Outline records
# # # # # # #

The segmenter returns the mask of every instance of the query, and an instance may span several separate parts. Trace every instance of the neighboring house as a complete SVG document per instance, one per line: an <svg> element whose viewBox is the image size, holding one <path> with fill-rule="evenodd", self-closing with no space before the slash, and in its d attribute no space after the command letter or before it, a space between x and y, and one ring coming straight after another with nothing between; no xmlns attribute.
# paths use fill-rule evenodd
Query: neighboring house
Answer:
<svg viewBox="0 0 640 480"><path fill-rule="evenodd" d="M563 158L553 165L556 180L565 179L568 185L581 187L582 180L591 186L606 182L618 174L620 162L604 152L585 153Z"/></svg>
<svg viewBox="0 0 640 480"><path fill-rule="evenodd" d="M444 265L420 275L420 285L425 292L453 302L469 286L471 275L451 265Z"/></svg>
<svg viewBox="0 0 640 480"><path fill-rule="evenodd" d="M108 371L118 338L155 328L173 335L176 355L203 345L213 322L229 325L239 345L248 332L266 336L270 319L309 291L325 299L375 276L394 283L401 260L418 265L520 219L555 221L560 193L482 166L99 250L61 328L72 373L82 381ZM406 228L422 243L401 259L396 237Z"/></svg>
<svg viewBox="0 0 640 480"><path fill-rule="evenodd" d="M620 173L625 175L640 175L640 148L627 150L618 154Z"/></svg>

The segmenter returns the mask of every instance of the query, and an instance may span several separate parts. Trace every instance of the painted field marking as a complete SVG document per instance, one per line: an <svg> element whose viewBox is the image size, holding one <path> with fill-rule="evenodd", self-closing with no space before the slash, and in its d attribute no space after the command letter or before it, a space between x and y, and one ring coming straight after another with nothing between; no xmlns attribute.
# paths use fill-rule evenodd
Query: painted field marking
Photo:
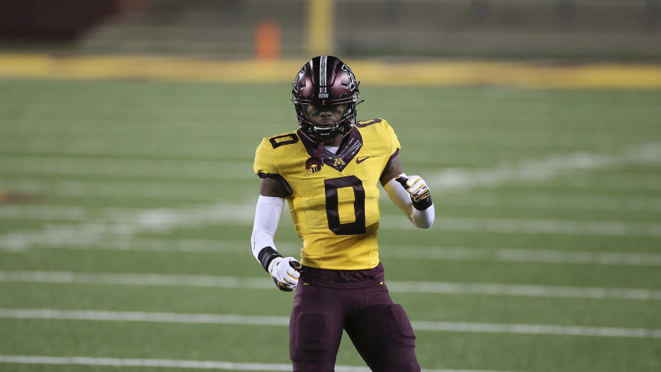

# # # # # # #

__JOB__.
Please recast all of the material above as a JSON list of strings, one string per line, leaving out blank lines and the pictures.

__SOLVED EXERCISE__.
[
  "The segmenter returns the mask of every instance of the query, and an instance may span several separate parts. Trace every instance of the neighboring house as a complete SVG document per instance, one per line: an <svg> element whose viewBox is the image size, holding one <path> with fill-rule=\"evenodd\", self-closing with no space before the slash, and in its d attribute no space after the command letter or before it, a space between x and y, and one ring coming straight after another with nothing between; no xmlns attribute.",
  "# paths use fill-rule evenodd",
  "Query: neighboring house",
  "Answer:",
  "<svg viewBox=\"0 0 640 480\"><path fill-rule=\"evenodd\" d=\"M563 158L553 165L556 180L565 179L568 185L581 187L582 180L591 186L606 182L618 174L620 162L604 152L585 153Z\"/></svg>",
  "<svg viewBox=\"0 0 640 480\"><path fill-rule=\"evenodd\" d=\"M444 265L420 275L420 285L425 292L453 302L469 286L471 275L451 265Z\"/></svg>",
  "<svg viewBox=\"0 0 640 480\"><path fill-rule=\"evenodd\" d=\"M108 371L118 338L155 328L173 335L176 355L203 345L213 322L229 325L239 345L248 332L266 336L270 319L309 291L325 299L375 276L394 283L401 260L418 265L520 219L555 221L560 193L482 166L99 250L61 328L72 373L82 381ZM406 228L422 243L401 259L396 237Z\"/></svg>",
  "<svg viewBox=\"0 0 640 480\"><path fill-rule=\"evenodd\" d=\"M620 173L625 175L640 175L640 148L627 150L618 154Z\"/></svg>",
  "The segmenter returns the mask of every instance of the query, and an instance may span several separate parts. Trace every instance of the painted field marking as a complete SVG document per instance, one per line: an <svg> element whose viewBox is the image size, holding one <path> with fill-rule=\"evenodd\", self-closing with no space before the slash, and in its d attribute no space after the command letter or before it, a space between x and y, and one ring coming straight after another with nothing between; no xmlns attribute.",
  "# paths use fill-rule evenodd",
  "Query: painted field marking",
  "Photo:"
]